====== Passage given ======

The Origins of Investing in Antique Silver
Once upon a time silver and silverware was an important part of any family property. Indeed, before and during the 18th century silver was considered currency in a very real sense. It was, in effect, a bank balance. 17th and 18th century silversmiths were, in many cases, bankers who handled the trade of bullion, and fashioned silver and gold in to fine objects. It was an attractive prospect to create functional objects from the investment in Sterling silver, but also an important way to display one's wealth and importance to house guests and society at large.
An 18th Century Spanish Silver Charger
English currency was even called "Sterling", and the legal act of hallmarking silver was similar to minting coins- English hallmarked silver was guaranteed to be of currency standard, and its value was therefore definite. Nowadays we baulk at the idea of weighing fine antique silver to ascertain the metal value, but in Georgian times and earlier, this was common practice, and in fact, the only way in which value was truly measured.
A pair of Georgian Salvers Hallmarked Sterling, London, 1764
In many ways then, things have not changed so much. Certainly with early silver the weight of the metal bears little relation to the value of the object. Antique value is ascertained in different ways- rarity, quality, condition etc. One would never dream of asking a furniture dealer the mahogany value of a George III dining table! There is a perception that all antiques go ever upwards in value as they get older, and presumably rarer. This is, of course, not a hard and fast rule. There are no hard and fast rules in the world of investment, and so I never tell my customers they should invest purely from a monetary motive.

======

In the antique silver passage, why was the value of English hallmarked silver seen as definite? Explain in one to three sentences. You won't need the records for anything here.

====== Stored rows ======

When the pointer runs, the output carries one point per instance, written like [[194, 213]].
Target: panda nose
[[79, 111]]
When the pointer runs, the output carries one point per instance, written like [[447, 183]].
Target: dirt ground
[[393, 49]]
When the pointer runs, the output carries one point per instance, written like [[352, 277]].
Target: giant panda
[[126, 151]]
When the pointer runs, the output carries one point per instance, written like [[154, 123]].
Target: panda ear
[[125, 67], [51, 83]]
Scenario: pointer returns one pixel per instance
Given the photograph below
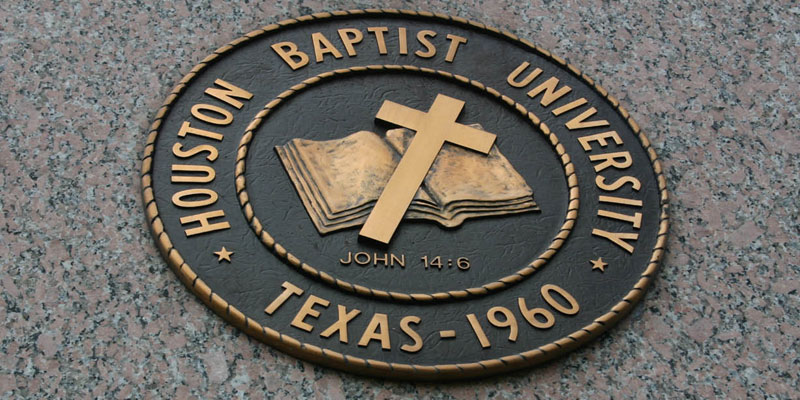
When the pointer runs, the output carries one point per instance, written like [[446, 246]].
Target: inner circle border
[[372, 367], [294, 261]]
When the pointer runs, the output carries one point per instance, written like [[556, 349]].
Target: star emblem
[[224, 254], [599, 264]]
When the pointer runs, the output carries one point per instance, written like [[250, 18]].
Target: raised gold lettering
[[323, 46], [341, 324], [288, 290], [422, 37], [350, 37], [406, 328], [455, 41], [187, 129], [378, 31]]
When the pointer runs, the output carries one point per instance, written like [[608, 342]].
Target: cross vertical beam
[[433, 130]]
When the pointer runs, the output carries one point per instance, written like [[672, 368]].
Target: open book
[[340, 180]]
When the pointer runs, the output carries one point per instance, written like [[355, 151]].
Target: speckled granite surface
[[89, 308]]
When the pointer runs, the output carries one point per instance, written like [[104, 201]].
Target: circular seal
[[404, 194]]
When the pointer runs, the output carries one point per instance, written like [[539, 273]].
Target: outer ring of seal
[[372, 367], [506, 281]]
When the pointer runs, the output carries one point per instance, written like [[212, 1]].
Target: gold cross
[[433, 128]]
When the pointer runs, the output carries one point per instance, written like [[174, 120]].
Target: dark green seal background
[[254, 278]]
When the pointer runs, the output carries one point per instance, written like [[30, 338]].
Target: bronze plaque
[[405, 195]]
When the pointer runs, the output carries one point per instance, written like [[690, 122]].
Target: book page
[[348, 172], [459, 174]]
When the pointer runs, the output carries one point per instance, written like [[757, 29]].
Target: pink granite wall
[[88, 307]]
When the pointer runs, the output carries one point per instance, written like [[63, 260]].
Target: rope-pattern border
[[370, 366], [294, 261]]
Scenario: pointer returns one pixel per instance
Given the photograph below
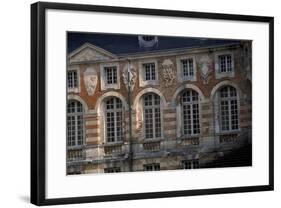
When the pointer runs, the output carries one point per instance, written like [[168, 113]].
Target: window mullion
[[76, 124], [191, 118], [115, 120]]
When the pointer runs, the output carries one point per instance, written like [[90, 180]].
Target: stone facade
[[172, 148]]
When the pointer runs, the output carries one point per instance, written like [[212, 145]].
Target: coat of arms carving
[[205, 65], [90, 80], [168, 72], [129, 76]]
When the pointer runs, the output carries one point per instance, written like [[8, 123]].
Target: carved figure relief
[[168, 72], [90, 80], [129, 76], [205, 64]]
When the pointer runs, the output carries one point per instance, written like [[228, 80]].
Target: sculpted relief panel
[[88, 54], [129, 75]]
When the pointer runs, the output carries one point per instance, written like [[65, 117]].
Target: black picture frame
[[38, 102]]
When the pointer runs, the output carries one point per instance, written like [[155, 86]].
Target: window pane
[[152, 116], [75, 123], [228, 108], [72, 79], [114, 120], [111, 75], [190, 112]]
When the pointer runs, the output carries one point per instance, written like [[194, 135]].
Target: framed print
[[131, 103]]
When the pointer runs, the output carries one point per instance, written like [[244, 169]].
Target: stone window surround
[[142, 81], [100, 105], [180, 76], [74, 89], [219, 74], [214, 98], [138, 107], [104, 85], [84, 126], [175, 103]]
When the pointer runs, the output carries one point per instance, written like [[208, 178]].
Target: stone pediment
[[88, 52]]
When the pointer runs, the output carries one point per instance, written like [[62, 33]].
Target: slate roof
[[128, 44]]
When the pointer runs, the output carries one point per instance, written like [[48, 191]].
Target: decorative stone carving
[[88, 54], [205, 64], [129, 79], [90, 80], [168, 72]]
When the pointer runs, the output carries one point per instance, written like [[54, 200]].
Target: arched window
[[113, 119], [190, 112], [228, 108], [75, 123], [152, 116]]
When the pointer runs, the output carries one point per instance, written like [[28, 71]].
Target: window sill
[[111, 144], [152, 140], [75, 147], [73, 90]]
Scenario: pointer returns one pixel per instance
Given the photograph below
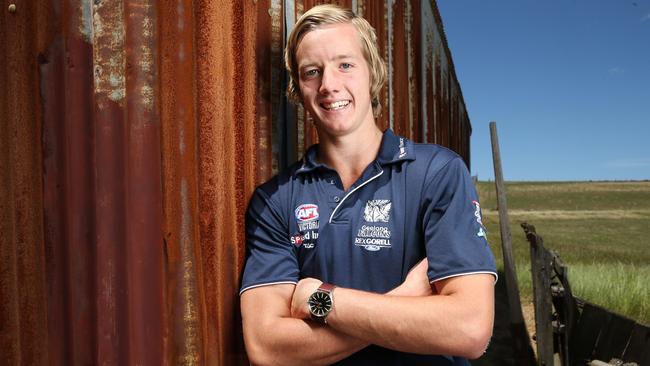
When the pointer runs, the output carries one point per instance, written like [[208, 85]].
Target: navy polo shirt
[[414, 200]]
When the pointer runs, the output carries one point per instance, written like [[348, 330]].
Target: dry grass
[[573, 214], [601, 230]]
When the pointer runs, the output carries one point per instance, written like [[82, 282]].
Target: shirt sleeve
[[455, 238], [270, 257]]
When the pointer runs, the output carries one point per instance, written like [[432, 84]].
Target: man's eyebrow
[[335, 58]]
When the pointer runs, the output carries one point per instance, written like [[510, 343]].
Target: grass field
[[600, 229]]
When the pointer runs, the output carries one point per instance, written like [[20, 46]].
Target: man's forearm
[[288, 341], [274, 338], [451, 323]]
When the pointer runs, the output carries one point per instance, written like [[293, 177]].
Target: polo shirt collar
[[393, 149]]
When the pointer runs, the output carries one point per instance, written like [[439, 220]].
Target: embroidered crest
[[377, 211]]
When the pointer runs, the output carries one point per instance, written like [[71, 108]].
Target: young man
[[370, 250]]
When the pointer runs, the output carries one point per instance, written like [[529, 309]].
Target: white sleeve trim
[[496, 277], [268, 284]]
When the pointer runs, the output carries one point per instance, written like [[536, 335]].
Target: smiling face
[[334, 80]]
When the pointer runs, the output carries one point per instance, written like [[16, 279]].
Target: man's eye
[[311, 73]]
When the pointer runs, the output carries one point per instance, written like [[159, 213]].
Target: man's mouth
[[335, 105]]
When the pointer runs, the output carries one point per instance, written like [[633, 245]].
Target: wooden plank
[[638, 348], [583, 341], [522, 347], [613, 338], [540, 264]]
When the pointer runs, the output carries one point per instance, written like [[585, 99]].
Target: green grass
[[599, 229]]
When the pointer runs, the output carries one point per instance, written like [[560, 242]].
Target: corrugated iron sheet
[[133, 133]]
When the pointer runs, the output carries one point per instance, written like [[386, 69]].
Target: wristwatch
[[321, 303]]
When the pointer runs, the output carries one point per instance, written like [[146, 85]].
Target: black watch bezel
[[320, 304]]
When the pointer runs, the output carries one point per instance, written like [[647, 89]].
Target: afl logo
[[307, 212]]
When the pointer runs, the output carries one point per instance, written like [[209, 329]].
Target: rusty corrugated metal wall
[[132, 134]]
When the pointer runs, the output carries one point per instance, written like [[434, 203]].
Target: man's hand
[[304, 289]]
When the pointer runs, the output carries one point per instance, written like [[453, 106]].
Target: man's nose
[[329, 81]]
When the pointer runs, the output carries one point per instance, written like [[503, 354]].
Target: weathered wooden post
[[541, 268], [522, 346]]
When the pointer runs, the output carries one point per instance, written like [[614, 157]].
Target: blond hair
[[332, 14]]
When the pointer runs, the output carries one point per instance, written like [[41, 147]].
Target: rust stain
[[108, 52]]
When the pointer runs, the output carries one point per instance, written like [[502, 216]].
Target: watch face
[[320, 304]]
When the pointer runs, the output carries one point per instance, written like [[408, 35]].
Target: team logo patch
[[477, 214], [307, 212], [377, 211]]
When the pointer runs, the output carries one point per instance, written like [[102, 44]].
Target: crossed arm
[[454, 317]]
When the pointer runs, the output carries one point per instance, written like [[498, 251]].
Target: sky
[[566, 81]]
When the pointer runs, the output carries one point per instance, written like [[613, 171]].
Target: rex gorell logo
[[377, 211]]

======

Exercise response: Hallmarking silver was legally similar to minting coins, so English hallmarked silver was guaranteed to be of currency standard. Because of that guarantee, its value was definite.